### What needs to be done
Scan the listing for the word "silhouette" and report every line that contains it.

### Extracted records
>>>>>
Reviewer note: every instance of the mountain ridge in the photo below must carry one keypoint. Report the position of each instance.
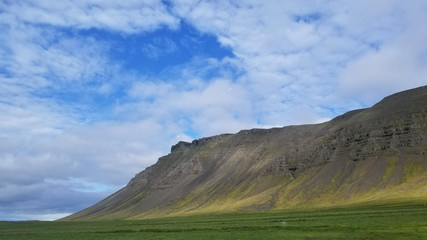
(377, 153)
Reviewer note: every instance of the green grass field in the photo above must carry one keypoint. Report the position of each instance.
(391, 221)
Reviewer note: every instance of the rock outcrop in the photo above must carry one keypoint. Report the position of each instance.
(378, 153)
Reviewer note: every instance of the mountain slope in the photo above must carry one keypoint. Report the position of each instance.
(379, 153)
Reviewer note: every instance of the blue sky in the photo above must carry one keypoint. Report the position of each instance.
(92, 92)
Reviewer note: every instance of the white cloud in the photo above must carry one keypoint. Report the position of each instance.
(294, 62)
(121, 16)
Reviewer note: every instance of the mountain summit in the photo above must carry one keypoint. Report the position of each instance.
(373, 154)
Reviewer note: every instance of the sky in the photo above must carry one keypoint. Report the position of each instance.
(94, 91)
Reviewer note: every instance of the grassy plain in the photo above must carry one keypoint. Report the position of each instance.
(375, 221)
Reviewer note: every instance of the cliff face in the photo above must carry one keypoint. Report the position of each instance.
(379, 153)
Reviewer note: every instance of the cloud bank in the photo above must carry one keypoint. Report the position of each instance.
(82, 109)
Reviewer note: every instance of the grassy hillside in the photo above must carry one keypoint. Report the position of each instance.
(373, 154)
(375, 221)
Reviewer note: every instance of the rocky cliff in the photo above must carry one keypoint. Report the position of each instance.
(373, 154)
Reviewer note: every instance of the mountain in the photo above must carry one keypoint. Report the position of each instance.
(373, 154)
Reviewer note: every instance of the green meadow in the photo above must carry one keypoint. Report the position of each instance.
(387, 221)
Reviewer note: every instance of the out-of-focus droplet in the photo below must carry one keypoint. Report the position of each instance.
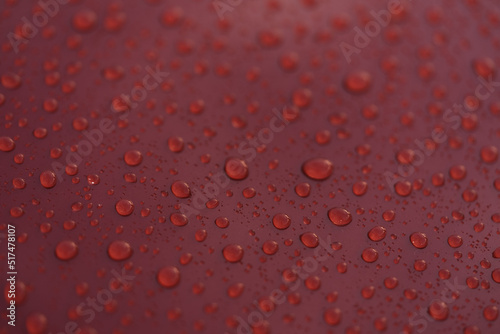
(36, 323)
(168, 276)
(357, 82)
(377, 233)
(438, 310)
(332, 316)
(233, 253)
(176, 144)
(6, 144)
(119, 250)
(48, 179)
(132, 157)
(84, 20)
(489, 154)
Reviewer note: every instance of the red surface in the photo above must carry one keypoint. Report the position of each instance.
(308, 140)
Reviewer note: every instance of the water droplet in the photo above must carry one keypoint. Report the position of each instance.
(333, 316)
(270, 247)
(403, 188)
(233, 253)
(222, 222)
(236, 169)
(281, 221)
(119, 250)
(176, 144)
(181, 189)
(369, 255)
(124, 207)
(339, 216)
(48, 179)
(11, 80)
(438, 310)
(36, 323)
(235, 290)
(455, 241)
(377, 233)
(178, 219)
(495, 275)
(359, 188)
(458, 172)
(303, 189)
(309, 239)
(6, 144)
(317, 169)
(419, 240)
(489, 154)
(132, 157)
(357, 82)
(490, 312)
(168, 276)
(66, 250)
(84, 20)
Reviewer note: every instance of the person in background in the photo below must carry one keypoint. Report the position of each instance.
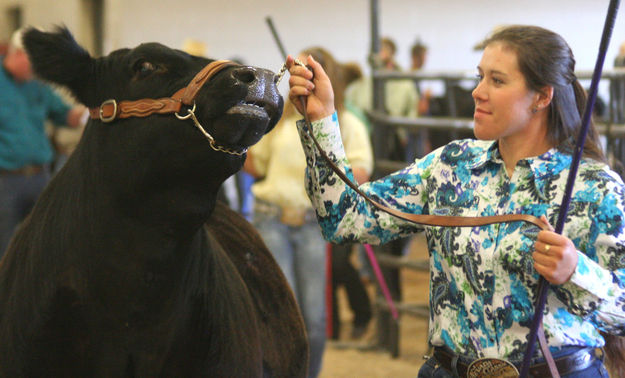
(418, 55)
(483, 280)
(26, 153)
(283, 214)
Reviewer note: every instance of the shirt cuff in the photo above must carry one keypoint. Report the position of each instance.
(589, 285)
(327, 133)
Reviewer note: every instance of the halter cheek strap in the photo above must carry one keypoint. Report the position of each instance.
(111, 110)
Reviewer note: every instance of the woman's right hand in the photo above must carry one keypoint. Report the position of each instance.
(315, 89)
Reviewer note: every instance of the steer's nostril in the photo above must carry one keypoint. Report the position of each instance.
(245, 74)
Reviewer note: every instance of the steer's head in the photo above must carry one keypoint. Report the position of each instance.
(236, 106)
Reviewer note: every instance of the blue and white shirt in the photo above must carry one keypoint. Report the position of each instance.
(482, 280)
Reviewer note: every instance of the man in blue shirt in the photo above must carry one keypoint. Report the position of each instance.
(25, 150)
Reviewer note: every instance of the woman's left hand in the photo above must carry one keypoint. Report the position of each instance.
(555, 255)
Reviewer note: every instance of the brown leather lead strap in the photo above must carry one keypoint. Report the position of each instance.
(111, 110)
(198, 81)
(440, 220)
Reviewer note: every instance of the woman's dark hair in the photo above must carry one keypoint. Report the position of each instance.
(545, 59)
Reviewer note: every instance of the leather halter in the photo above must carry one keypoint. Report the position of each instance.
(111, 110)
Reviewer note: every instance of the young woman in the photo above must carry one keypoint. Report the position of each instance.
(483, 285)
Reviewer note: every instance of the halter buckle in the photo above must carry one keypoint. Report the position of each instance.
(112, 117)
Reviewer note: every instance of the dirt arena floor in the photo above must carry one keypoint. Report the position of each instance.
(362, 358)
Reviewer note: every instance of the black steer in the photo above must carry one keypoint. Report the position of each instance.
(126, 266)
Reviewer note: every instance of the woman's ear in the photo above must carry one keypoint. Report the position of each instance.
(543, 97)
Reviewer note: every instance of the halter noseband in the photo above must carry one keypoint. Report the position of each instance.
(111, 110)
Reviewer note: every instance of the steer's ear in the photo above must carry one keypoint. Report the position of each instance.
(56, 57)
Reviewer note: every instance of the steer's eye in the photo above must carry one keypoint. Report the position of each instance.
(144, 68)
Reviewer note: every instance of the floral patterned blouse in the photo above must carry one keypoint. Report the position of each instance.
(482, 280)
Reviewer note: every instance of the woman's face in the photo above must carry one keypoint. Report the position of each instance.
(503, 103)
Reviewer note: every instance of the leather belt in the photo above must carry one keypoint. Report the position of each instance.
(577, 361)
(27, 170)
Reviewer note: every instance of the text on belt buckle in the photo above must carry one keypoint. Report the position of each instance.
(492, 367)
(294, 217)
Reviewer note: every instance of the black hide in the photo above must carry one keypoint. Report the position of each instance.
(125, 267)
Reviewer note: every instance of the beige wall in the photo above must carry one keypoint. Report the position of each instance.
(237, 27)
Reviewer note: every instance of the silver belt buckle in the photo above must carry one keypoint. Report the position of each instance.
(492, 367)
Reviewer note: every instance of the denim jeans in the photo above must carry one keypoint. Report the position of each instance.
(431, 368)
(300, 252)
(18, 194)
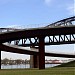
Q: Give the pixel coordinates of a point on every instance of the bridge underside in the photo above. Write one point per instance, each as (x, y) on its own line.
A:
(61, 32)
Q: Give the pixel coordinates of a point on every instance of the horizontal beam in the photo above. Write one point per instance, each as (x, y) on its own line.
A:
(22, 51)
(35, 33)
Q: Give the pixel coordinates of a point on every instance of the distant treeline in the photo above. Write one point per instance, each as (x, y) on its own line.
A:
(14, 62)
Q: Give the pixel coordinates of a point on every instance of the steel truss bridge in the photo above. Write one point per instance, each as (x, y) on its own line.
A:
(61, 32)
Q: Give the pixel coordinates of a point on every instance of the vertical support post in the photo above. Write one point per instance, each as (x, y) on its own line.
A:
(41, 53)
(0, 59)
(35, 61)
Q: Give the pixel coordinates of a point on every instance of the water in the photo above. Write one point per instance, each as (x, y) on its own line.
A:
(22, 66)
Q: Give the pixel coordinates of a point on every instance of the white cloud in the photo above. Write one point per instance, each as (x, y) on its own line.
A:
(2, 2)
(48, 2)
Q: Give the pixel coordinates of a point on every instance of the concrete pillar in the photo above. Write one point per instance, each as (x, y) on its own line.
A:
(0, 59)
(34, 59)
(41, 53)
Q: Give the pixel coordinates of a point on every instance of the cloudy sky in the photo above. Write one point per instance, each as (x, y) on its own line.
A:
(28, 13)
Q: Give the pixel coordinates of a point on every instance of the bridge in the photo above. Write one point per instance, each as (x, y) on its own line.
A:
(61, 32)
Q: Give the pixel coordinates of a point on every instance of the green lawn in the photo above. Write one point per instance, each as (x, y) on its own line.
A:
(49, 71)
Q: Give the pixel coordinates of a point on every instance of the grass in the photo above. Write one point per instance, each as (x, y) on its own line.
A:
(49, 71)
(69, 64)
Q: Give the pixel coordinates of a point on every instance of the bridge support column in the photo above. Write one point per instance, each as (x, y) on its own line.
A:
(34, 59)
(0, 59)
(41, 53)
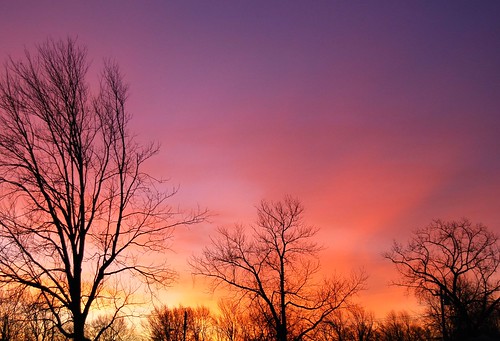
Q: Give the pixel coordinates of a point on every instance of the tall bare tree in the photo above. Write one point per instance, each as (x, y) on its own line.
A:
(275, 269)
(76, 207)
(453, 267)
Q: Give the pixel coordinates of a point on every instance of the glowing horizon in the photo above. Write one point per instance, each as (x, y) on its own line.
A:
(378, 117)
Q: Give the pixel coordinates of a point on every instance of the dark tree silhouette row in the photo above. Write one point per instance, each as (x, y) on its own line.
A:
(82, 226)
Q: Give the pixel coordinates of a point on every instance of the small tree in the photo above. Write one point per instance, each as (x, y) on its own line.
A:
(453, 267)
(180, 324)
(76, 207)
(274, 269)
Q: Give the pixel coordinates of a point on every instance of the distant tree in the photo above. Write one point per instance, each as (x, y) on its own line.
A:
(453, 267)
(76, 208)
(25, 317)
(402, 327)
(110, 328)
(275, 270)
(180, 324)
(353, 323)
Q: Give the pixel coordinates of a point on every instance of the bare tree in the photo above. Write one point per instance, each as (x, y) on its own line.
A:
(76, 206)
(453, 267)
(180, 324)
(275, 269)
(402, 327)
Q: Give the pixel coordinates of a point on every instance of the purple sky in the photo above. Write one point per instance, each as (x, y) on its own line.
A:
(379, 115)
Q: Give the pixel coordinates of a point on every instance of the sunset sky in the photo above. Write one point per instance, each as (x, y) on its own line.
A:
(378, 115)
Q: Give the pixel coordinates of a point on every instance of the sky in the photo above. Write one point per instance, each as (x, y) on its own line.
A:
(380, 116)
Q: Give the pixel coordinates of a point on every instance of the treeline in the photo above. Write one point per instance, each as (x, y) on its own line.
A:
(22, 318)
(80, 220)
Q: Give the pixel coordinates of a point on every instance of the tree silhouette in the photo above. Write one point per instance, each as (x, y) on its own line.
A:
(275, 270)
(453, 266)
(76, 207)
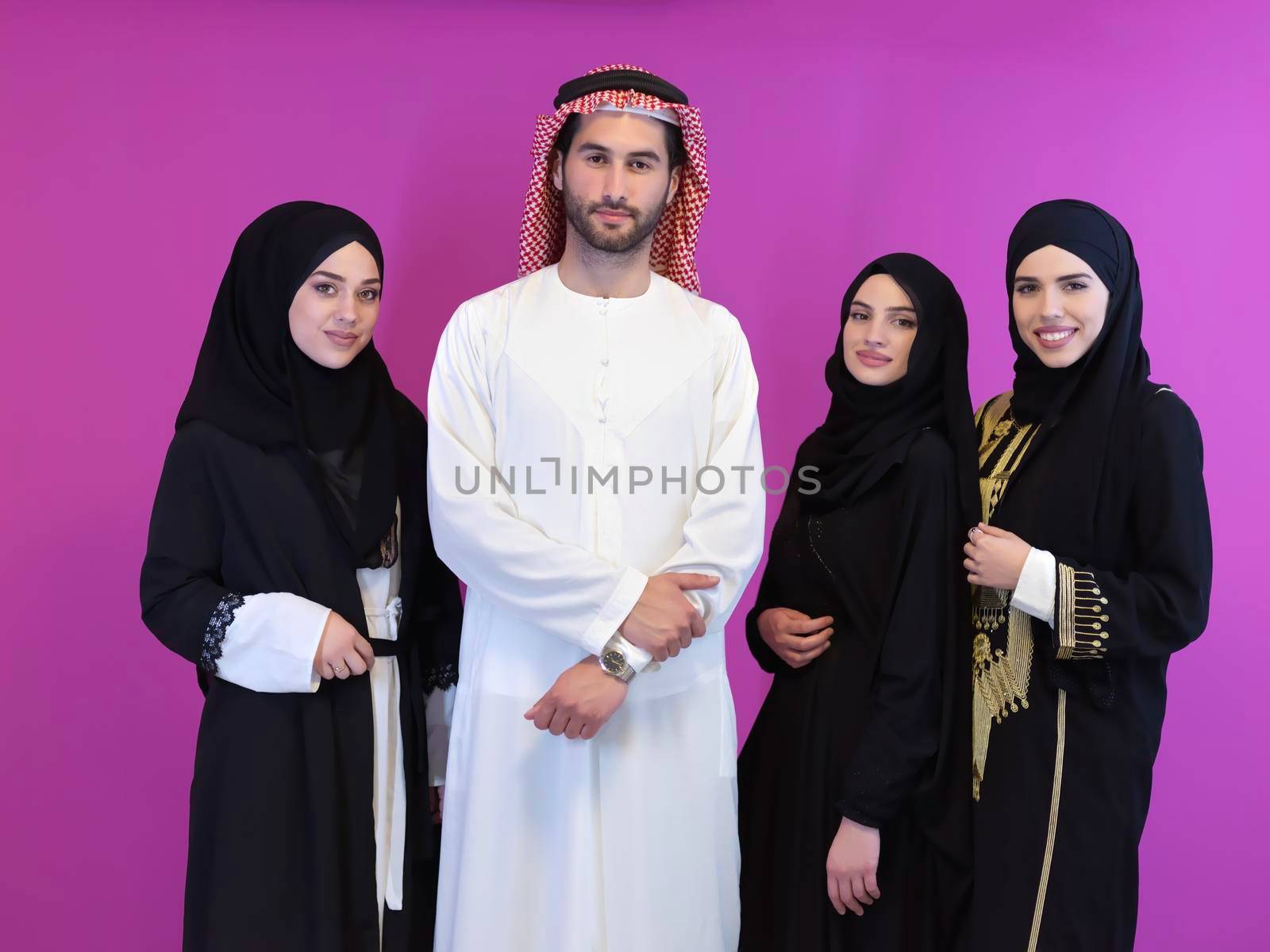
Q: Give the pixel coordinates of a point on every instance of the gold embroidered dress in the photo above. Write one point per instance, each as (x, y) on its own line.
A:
(1067, 711)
<<<<<
### Answer space
Q: Give the pixel coordinates of a point on every instance of the dark tree silhouette row in the photo above. Write one point per instance, each as (x, y) on its own line.
Q: Give the pixel coordinates of a point on every instance of the tree silhouette in the photo above. Write one point per instance, each as (x, y) on its own line.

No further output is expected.